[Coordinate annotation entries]

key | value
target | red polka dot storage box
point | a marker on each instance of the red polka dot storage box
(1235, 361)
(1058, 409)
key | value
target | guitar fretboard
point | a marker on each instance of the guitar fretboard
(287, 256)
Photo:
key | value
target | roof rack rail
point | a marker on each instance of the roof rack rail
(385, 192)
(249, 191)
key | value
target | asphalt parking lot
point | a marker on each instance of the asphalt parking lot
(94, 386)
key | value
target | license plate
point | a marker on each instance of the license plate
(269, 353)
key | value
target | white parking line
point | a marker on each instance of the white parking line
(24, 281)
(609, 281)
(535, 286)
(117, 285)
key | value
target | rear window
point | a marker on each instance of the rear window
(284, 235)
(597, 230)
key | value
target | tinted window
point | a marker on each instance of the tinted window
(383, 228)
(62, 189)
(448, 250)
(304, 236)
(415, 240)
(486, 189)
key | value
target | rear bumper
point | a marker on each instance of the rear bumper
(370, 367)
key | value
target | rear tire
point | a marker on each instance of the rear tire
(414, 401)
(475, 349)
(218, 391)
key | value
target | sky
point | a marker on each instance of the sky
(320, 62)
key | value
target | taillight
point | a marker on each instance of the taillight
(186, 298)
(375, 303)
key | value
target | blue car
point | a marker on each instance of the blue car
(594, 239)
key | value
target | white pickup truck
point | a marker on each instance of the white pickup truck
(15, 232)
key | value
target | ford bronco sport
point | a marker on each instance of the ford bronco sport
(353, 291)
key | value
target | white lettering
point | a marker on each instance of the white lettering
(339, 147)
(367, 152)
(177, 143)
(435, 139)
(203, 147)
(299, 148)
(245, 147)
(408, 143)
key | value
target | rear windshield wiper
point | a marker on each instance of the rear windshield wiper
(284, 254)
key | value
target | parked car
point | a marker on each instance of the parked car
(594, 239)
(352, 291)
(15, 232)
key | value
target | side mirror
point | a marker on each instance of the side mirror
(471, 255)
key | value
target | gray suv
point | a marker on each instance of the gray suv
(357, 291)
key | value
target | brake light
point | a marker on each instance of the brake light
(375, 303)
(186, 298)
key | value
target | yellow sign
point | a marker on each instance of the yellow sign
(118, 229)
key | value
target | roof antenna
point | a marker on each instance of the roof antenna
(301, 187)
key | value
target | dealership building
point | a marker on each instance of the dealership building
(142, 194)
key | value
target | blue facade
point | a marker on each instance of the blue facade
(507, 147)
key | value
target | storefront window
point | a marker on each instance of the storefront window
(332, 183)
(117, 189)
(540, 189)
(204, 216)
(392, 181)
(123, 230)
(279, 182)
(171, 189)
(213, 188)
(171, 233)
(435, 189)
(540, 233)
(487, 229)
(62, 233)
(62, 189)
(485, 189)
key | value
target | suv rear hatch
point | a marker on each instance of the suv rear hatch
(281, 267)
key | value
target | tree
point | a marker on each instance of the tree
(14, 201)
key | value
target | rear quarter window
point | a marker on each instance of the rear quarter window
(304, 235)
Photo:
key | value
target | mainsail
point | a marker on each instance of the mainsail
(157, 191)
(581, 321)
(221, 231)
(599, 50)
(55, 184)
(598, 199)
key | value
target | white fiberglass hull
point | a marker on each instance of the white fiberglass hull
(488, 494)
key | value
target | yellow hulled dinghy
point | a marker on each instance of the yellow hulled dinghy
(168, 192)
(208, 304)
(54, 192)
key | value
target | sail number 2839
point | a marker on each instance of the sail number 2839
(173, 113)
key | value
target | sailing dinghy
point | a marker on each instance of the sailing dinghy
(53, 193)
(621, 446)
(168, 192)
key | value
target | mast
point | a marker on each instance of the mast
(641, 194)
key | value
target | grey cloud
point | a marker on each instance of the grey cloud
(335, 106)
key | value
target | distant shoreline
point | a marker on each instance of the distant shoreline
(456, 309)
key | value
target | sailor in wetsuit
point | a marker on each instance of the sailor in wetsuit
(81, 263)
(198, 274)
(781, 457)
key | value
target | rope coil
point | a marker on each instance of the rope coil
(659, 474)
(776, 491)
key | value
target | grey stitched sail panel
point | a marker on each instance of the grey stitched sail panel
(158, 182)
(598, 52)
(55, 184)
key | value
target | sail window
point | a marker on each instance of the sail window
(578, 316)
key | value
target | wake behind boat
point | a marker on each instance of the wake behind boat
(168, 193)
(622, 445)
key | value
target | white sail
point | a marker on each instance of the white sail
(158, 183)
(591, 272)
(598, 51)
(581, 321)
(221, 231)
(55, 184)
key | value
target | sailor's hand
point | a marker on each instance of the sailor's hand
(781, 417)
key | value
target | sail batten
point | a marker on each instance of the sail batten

▶ **Exercise objective**: Set down every line of the listing above again, exactly as given.

▶ **Answer in full**:
key | value
target | red polka dot storage box
point | a marker on each instance of the red polka dot storage box
(1235, 361)
(1058, 409)
key | value
target | guitar fretboard
point | a marker on each instance of the guitar fretboard
(287, 256)
Photo:
key | value
target | roof rack rail
point | a marker on each instance of the roof rack rail
(385, 192)
(249, 191)
key | value
target | asphalt parking lot
point | a marker on each instance of the asphalt parking lot
(94, 386)
key | value
target | license plate
point | a marker on each instance of the license plate
(269, 353)
key | value
target | white parking line
point | a marker on each instance of the white parking line
(24, 281)
(609, 281)
(535, 286)
(117, 285)
key | value
target | rear window
point | a marker on each instance of the rear window
(284, 235)
(597, 230)
key | value
target | tinted window
point | a marker on each instance of the tinted window
(383, 228)
(62, 189)
(448, 250)
(304, 236)
(415, 240)
(486, 189)
key | value
target | rear bumper
point | a marker on each instance of the rear bumper
(370, 367)
key | value
target | rear tire
point | a marker on each instance of the rear tire
(414, 401)
(475, 349)
(218, 391)
key | value
target | sky
point | a marker on each instance of the sky
(320, 62)
key | value
target | taillight
point | a marker on each instance of the taillight
(186, 298)
(375, 303)
key | value
target | blue car
point | a marker on each instance of the blue car
(594, 239)
key | value
target | white pickup truck
point | a marker on each instance of the white pickup truck
(15, 232)
key | value
target | ford bronco sport
point | a marker on each instance of the ford bronco sport
(353, 291)
key | value
target | white lettering
point | a marker on each instance of the white lettering
(339, 147)
(367, 152)
(177, 143)
(435, 139)
(203, 147)
(299, 148)
(245, 147)
(408, 143)
key | value
target | rear windshield wiper
point | a marker on each instance of the rear windshield wiper
(284, 254)
key | value
target | parked car
point | a marker on each instance of the parked car
(594, 239)
(352, 291)
(15, 232)
key | value
target | side mirror
point | a marker on each instance of the side mirror
(471, 255)
key | value
target | gray suv
point | a marker on each instance of the gray suv
(357, 291)
key | value
target | brake light
point | a marker on each instance of the brake light
(375, 303)
(186, 298)
key | value
target | yellow sign
point | a marker on each instance of the yellow sign
(118, 229)
key | value
target | roof antenna
point | a marker on each instance of the roof antenna
(301, 187)
key | value
target | dealership building
point | a marker on each instance of the dealership building
(142, 194)
key | value
target | blue facade
point | a marker on each instance of the blue facade
(507, 147)
key | value
target | storefront window
point | a marker on each instance of the storefront window
(332, 183)
(117, 189)
(540, 189)
(204, 216)
(392, 181)
(123, 230)
(279, 182)
(171, 189)
(213, 188)
(171, 233)
(435, 189)
(540, 233)
(487, 229)
(62, 233)
(62, 189)
(485, 189)
key | value
target | suv rear hatch
point | a marker on each instance of the suv rear hatch
(281, 267)
key | value
target | tree
point | a marker on each instance of the tree
(14, 201)
key | value
target | rear quarter window
point | a marker on each instance of the rear quarter window
(304, 235)
Photo:
key | value
target | mainsail
point | a marker on each instance of the mainsail
(157, 191)
(581, 321)
(221, 231)
(599, 50)
(55, 184)
(598, 199)
key | value
target | white fiberglass hull
point | a marker on each instance of the white fiberglass hull
(488, 494)
key | value
target | yellow hulled dinghy
point | a marker on each instance of the yellow hulled dinghy
(168, 192)
(208, 304)
(54, 192)
key | value
target | sail number 2839
point | a marker on each instance of the sail number 2839
(173, 113)
key | value
target | sailing dinghy
point | a marker on each instance of the sailing dinghy
(53, 193)
(621, 446)
(168, 192)
key | value
target | mast
point | a marker on each instance of the mast
(641, 194)
key | value
target | grey cloud
point | a marker on each instance of the grey cloud
(335, 106)
key | value
target | distant shoreline
point | a marker on each instance of the distant shoreline
(456, 309)
key | value
target | sailor in wetsuit
point | a marker on each instance of the sailor in wetsuit
(81, 263)
(198, 274)
(781, 457)
key | value
target | rope coil
point | a marker on each instance of the rope coil
(659, 474)
(776, 491)
key | value
target | grey stitched sail panel
point | a marker on each instance of the grey stitched sail panel
(158, 182)
(598, 52)
(55, 184)
key | value
target | sail window
point | a marker on each instance of the sail window
(578, 316)
key | value
target | wake behind boat
point | a marker on each instance of the wake behind boat
(168, 193)
(622, 445)
key | value
target | white sail
point | a marker on each instance of the white sail
(158, 183)
(591, 272)
(598, 51)
(581, 321)
(221, 231)
(55, 184)
key | value
target | sailor's hand
point | a marker on each instance of the sailor's hand
(781, 417)
key | value
target | sail batten
point | a marker on each instance of the sail batten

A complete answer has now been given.